━━━━━ TEKSTFRAGMENT

Deze factsheet gaat achtereenvolgens in op de kenmerken van een rijsimulator en de theoretische voor- en nadelen van simulatoren in de rijopleiding, de minimale eisen die aan een rijsimulator gesteld zouden moeten worden, de wijze waarop op dit moment in Nederland simulatoren in de rijopleiding gebruikt worden en tot slot de beschikbare kennis over de veiligheidseffecten.

Waaruit bestaat een rijsimulator?

━━━━━━━━━━
━━━━━ GEGEVENSUITTREKSEL

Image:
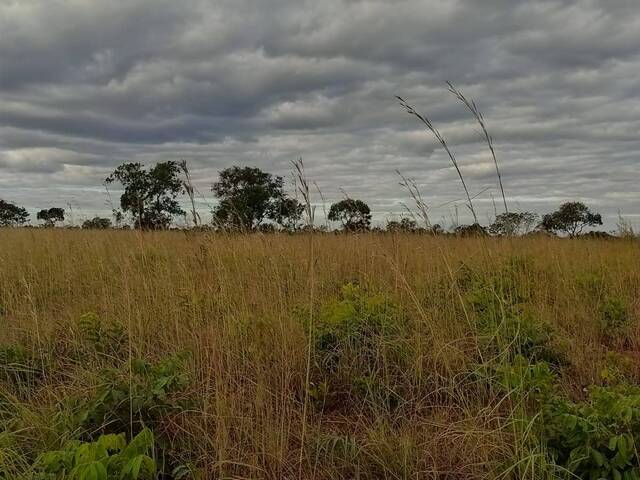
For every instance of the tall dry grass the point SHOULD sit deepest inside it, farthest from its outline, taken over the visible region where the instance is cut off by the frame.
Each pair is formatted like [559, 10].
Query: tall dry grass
[241, 304]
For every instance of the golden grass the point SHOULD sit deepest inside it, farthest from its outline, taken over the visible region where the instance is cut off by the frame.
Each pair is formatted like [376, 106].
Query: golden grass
[240, 305]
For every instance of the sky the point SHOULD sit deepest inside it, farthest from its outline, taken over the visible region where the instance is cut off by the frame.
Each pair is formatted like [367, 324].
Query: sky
[88, 85]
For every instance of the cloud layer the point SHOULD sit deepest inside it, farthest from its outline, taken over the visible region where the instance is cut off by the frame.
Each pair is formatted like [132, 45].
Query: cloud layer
[86, 85]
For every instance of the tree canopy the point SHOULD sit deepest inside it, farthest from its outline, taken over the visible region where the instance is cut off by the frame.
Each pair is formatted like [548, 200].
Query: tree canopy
[97, 223]
[571, 218]
[150, 195]
[355, 215]
[11, 215]
[248, 196]
[513, 223]
[50, 216]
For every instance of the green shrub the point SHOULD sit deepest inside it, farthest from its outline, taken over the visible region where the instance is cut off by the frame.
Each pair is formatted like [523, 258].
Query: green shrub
[598, 438]
[360, 347]
[507, 330]
[105, 338]
[19, 367]
[618, 369]
[108, 458]
[134, 399]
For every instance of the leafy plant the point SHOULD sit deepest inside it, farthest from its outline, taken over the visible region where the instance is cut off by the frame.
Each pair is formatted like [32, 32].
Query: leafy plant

━━━━━━━━━━

__WAT NODIG IS__
Herhaal woordelijk het stuk uit het tekstfragment over rijsimulatoren van "Deze factsheet gaat" tot en met "bestaat een rijsimulator?". De records spelen hier geen enkele rol.

__PROBLEEMOPLOSSING__
Deze factsheet gaat achtereenvolgens in op de kenmerken van een rijsimulator en de theoretische voor- en nadelen van simulatoren in de rijopleiding, de minimale eisen die aan een rijsimulator gesteld zouden moeten worden, de wijze waarop op dit moment in Nederland simulatoren in de rijopleiding gebruikt worden en tot slot de beschikbare kennis over de veiligheidseffecten.

Waaruit bestaat een rijsimulator?